Problem:
Reproduce every item below verbatim, leaving out the pictures.

* begin *

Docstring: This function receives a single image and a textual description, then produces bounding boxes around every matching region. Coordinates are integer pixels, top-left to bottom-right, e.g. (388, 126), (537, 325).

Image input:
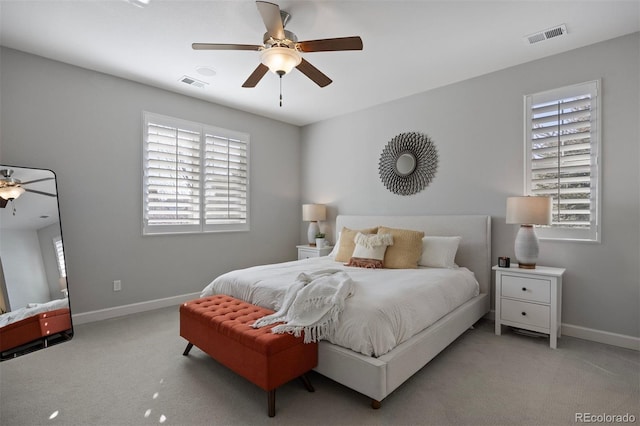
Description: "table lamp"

(506, 196), (552, 269)
(302, 204), (327, 246)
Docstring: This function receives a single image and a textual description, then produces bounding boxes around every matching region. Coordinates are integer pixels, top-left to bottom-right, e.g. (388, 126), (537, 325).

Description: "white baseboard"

(71, 292), (200, 325)
(484, 309), (640, 351)
(561, 324), (640, 351)
(72, 302), (640, 351)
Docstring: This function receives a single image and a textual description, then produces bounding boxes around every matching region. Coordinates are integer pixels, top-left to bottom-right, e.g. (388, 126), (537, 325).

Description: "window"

(143, 112), (249, 235)
(525, 81), (600, 241)
(53, 237), (67, 278)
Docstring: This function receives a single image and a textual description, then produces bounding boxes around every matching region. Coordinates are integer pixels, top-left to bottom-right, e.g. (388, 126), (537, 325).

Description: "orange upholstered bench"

(180, 294), (318, 417)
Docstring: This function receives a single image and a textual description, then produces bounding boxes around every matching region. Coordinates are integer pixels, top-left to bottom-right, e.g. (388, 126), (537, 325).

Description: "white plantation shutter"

(143, 113), (249, 234)
(525, 81), (600, 241)
(205, 134), (248, 227)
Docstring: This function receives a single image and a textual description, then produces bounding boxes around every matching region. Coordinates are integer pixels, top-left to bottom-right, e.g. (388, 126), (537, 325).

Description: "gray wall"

(0, 229), (51, 311)
(301, 33), (640, 337)
(0, 48), (301, 313)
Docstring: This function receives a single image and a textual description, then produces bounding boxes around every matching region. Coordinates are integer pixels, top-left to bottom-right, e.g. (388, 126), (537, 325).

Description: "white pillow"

(418, 236), (462, 268)
(329, 231), (342, 259)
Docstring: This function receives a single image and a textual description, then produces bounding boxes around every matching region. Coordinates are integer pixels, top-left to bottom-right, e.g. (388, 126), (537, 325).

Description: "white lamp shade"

(506, 197), (552, 225)
(302, 204), (327, 222)
(0, 186), (24, 200)
(260, 46), (302, 74)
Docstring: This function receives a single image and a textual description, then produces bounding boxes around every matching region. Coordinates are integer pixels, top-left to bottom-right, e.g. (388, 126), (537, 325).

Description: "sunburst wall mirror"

(378, 132), (438, 195)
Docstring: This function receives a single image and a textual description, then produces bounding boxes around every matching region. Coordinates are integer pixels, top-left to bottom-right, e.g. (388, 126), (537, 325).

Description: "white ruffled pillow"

(418, 236), (462, 268)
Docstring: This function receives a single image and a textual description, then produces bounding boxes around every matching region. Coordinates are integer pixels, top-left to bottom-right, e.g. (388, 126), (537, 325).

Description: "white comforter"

(0, 298), (69, 327)
(201, 256), (479, 356)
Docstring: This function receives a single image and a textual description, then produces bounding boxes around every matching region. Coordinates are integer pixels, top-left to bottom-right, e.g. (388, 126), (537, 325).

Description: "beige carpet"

(0, 307), (640, 426)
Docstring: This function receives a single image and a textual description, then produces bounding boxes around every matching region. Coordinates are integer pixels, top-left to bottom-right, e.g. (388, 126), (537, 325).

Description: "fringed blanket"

(252, 269), (353, 343)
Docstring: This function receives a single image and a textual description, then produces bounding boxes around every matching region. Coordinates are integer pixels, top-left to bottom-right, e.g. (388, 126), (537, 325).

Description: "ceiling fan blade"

(20, 178), (53, 185)
(256, 1), (285, 40)
(242, 63), (269, 87)
(24, 188), (56, 197)
(298, 36), (362, 52)
(296, 58), (333, 87)
(191, 43), (262, 50)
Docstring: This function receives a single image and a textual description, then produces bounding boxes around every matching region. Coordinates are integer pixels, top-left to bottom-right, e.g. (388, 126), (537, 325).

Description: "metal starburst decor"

(378, 132), (438, 195)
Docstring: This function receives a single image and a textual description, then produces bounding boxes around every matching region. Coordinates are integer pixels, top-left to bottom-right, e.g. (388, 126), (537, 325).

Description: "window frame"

(524, 80), (602, 243)
(142, 111), (251, 235)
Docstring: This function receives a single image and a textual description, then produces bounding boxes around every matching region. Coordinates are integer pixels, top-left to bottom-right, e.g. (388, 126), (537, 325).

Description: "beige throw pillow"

(378, 226), (424, 269)
(336, 226), (378, 262)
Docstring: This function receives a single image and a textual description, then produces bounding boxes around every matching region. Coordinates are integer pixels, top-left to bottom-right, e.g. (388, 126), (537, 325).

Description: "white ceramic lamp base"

(307, 222), (320, 246)
(514, 225), (540, 269)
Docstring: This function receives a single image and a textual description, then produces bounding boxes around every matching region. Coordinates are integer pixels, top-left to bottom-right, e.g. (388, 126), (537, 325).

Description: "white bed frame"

(315, 215), (491, 408)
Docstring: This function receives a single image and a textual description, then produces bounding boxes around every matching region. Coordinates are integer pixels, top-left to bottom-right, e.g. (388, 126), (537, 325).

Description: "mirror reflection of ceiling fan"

(192, 1), (362, 95)
(0, 169), (56, 208)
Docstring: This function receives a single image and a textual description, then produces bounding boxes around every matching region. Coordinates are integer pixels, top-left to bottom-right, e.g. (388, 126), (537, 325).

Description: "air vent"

(524, 24), (567, 44)
(180, 75), (209, 89)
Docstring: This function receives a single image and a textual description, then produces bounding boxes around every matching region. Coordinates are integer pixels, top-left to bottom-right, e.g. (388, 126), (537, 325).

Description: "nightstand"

(296, 245), (333, 260)
(493, 265), (565, 349)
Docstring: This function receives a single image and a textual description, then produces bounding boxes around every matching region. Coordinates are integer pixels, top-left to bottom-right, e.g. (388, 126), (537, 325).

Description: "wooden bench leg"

(182, 343), (193, 356)
(267, 389), (276, 417)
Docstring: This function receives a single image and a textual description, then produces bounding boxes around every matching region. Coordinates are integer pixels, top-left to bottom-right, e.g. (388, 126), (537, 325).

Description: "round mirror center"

(396, 152), (416, 176)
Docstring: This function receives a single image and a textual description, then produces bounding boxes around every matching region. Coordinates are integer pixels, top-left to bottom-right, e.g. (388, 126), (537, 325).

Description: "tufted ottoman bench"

(180, 294), (318, 417)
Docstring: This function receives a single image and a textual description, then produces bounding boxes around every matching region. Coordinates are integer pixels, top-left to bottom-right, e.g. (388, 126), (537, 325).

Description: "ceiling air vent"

(180, 75), (209, 89)
(524, 24), (567, 44)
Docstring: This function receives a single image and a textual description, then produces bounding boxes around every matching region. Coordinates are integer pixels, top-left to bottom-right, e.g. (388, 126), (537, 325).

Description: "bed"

(202, 215), (491, 408)
(0, 298), (71, 360)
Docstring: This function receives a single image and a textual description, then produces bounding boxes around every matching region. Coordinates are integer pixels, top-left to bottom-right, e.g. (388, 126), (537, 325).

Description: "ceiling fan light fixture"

(260, 46), (302, 75)
(0, 186), (24, 201)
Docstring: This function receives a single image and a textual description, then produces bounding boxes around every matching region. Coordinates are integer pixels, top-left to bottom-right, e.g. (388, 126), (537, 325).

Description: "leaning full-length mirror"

(0, 164), (73, 361)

* end *

Exercise response:
Docstring: This function receives a single image and a textual description, then produces bounding boxes around every matching region. Coordinates are integer pixels, top-left to bottom-right, e.g. (388, 126), (537, 325).

Image input:
Description: "table lamp"

(506, 196), (552, 269)
(302, 204), (327, 246)
Docstring: This function receives a single image and a textual description, then produces bounding boxes around every matching region. Coordinates are integer pixels, top-left to bottom-right, e.g. (388, 126), (537, 325).

Description: "white baseboard"

(71, 292), (200, 325)
(484, 309), (640, 351)
(561, 324), (640, 351)
(72, 302), (640, 351)
Docstring: This function receives a single image and a textual description, then produces bounding boxes around every matching region. Coordinates are integer pixels, top-left to bottom-right, e.g. (388, 126), (537, 325).

Description: "window"

(143, 112), (249, 235)
(525, 81), (600, 241)
(53, 237), (67, 278)
Docstring: This function receives a single image and a textual description, then produces bounding boxes around every matching region. Coordinates are integer pixels, top-left to bottom-right, e.g. (388, 126), (537, 325).

Description: "orange upholstered bench"

(180, 294), (318, 417)
Docstring: This function receives a single image and a textual description, then produces bounding boxes around every matching region. Coordinates are integer pixels, top-left to bottom-right, e.g. (388, 126), (537, 325).

Description: "white plantation shutter"

(143, 113), (249, 234)
(525, 81), (600, 241)
(205, 134), (248, 227)
Docstring: This function receives a single image and a textual description, then produces bounding boxes around every matching region. Coordinates are integer pixels, top-left to bottom-right, e.g. (388, 126), (537, 325).

Description: "gray wall"

(0, 229), (51, 311)
(301, 33), (640, 337)
(0, 48), (301, 313)
Docstring: This function receives a single image and a textual description, then produces bounding boxes around every matching region. Coordinates are integer pixels, top-left to bottom-right, e.g. (388, 126), (537, 325).

Description: "white pillow"

(418, 236), (462, 268)
(329, 231), (342, 259)
Docstring: This function receives a single image and a textual description, then produces bounding boxes around every matching region. Coordinates are integer pixels, top-left to bottom-right, e.g. (388, 126), (537, 325).

Description: "white lamp shade"

(506, 197), (552, 225)
(302, 204), (327, 222)
(0, 186), (24, 200)
(260, 46), (302, 74)
Docstring: This function receives a single image and a textual description, then produces bounding boxes around every matching region. Coordinates are integer pixels, top-left to bottom-right, e.g. (388, 126), (537, 325).

Description: "sunburst wall mirror"

(378, 132), (438, 195)
Docstring: This function receives a single image and a textual description, then produces bounding boxes around every matching region. Coordinates are integer pixels, top-left to bottom-right, e.g. (388, 126), (537, 325).

Description: "white ruffled pillow"

(418, 236), (462, 268)
Docstring: This function receives a single image and a textual description, then produces bounding boxes around every matching region. Coordinates are integer pixels, top-left to bottom-right, e.g. (388, 126), (537, 325).

Description: "white comforter"

(0, 298), (69, 327)
(201, 256), (479, 356)
Docstring: This function receives a single image and a textual description, then produces bounding boxes around every matching region. Coordinates are integer pixels, top-left to bottom-right, e.g. (388, 126), (537, 325).

Description: "beige carpet"

(0, 307), (640, 426)
Docstring: This function receives a single image and a textual description, then produces bounding boxes around every matching region. Coordinates are integer pixels, top-left to bottom-right, e.g. (388, 126), (537, 325).

Description: "fringed blanket"

(252, 269), (353, 343)
Docstring: This function receives a single image and a textual description, then produces bounding boxes around every matching region. Coordinates are integer pixels, top-left to bottom-right, e.g. (388, 126), (537, 325).

Description: "ceiling fan blade"

(20, 178), (53, 185)
(256, 1), (285, 40)
(242, 63), (269, 87)
(24, 188), (56, 197)
(298, 36), (362, 52)
(296, 58), (333, 87)
(191, 43), (262, 50)
Docstring: This function receives a single image and a textual description, then produces bounding boxes around every matching region. Coordinates are integer pixels, top-left to bottom-right, e.g. (388, 126), (537, 325).

Description: "metal starburst decor"

(378, 132), (438, 195)
Docstring: This function receives a single image and a textual description, then produces bounding boxes around every matching region. Coordinates are integer pixels, top-left to bottom-right, e.g. (388, 126), (537, 325).

Description: "window frame"

(524, 80), (602, 243)
(142, 111), (251, 235)
Docstring: This function receives a single image and a textual description, then produces bounding boxes around every matching region. Coordinates are integer pixels, top-left to bottom-right, e.g. (388, 126), (537, 325).

Description: "beige throw pillow"

(378, 226), (424, 269)
(336, 226), (378, 262)
Docstring: This function receives a single image and a textual description, then produces bounding boxes around every matching region. Coordinates are integer pixels, top-left to bottom-right, e.g. (388, 126), (537, 325).

Description: "white ceramic lamp base"

(307, 222), (320, 246)
(514, 225), (540, 269)
Docstring: This function receives a single image and a textual description, then produces bounding boxes around every matching region. Coordinates are integer pixels, top-left to bottom-right, e.g. (388, 126), (537, 325).

Description: "white bed frame"

(315, 215), (491, 408)
Docstring: This function receives a single image and a textual description, then produces bounding boxes around every matching region. Coordinates are integer pixels, top-left to bottom-right, e.g. (388, 126), (537, 325).

Description: "mirror reflection of ceiling fan"

(192, 1), (362, 95)
(0, 169), (56, 208)
Docstring: This function receives a single image and a textual description, then produces bounding boxes around every matching region. Coordinates are integer pixels, top-left to bottom-right, e.g. (388, 126), (537, 325).

Description: "air vent"

(524, 24), (567, 44)
(180, 75), (209, 89)
Docstring: This function receives a single image and a textual description, then produces bounding boxes around every matching region. Coordinates are integer pixels, top-left to bottom-right, e.g. (388, 126), (537, 325).

Description: "nightstand"

(296, 245), (333, 260)
(493, 265), (565, 349)
Docstring: This function receives a single image and a textual description, then produces bounding boxes around every matching region. Coordinates are integer pixels, top-left to bottom-right, e.g. (388, 126), (537, 325).

Description: "wooden bench leg"

(182, 343), (193, 356)
(267, 389), (276, 417)
Docstring: This function receives a single image and a textual description, then produces bounding boxes around every matching region. Coordinates are integer pixels, top-left to bottom-right, e.g. (388, 126), (537, 325).

Description: "round mirror center"

(396, 152), (416, 176)
Docstring: This function receives a single image and a textual description, then produces bounding boxes around every matching region. Coordinates are integer pixels, top-left to bottom-right, e.g. (388, 126), (537, 325).

Description: "tufted ottoman bench"

(180, 294), (318, 417)
Docstring: This function receives a single image and a textual description, then produces bounding boxes around every matching region. Coordinates are integer pixels, top-left to bottom-right, e.g. (388, 126), (537, 325).

Description: "ceiling air vent"

(180, 75), (209, 89)
(524, 24), (567, 44)
Docstring: This function receives a single image and a textual description, then produces bounding boxes around every matching region. Coordinates are integer pixels, top-left to bottom-right, e.g. (388, 126), (537, 325).

Description: "bed"

(202, 215), (491, 408)
(0, 298), (71, 360)
Docstring: This function receives a single image and a textual description, then produces bounding boxes around every matching region. Coordinates are integer pixels, top-left to bottom-right, e.g. (388, 126), (537, 325).

Description: "ceiling fan light fixture"

(260, 46), (302, 75)
(0, 186), (24, 201)
Docstring: This function receives a single image and a textual description, then produces bounding boxes around every matching region. Coordinates are integer pixels, top-left to bottom-right, e.g. (388, 126), (537, 325).

Description: "leaning full-length mirror"

(0, 164), (73, 361)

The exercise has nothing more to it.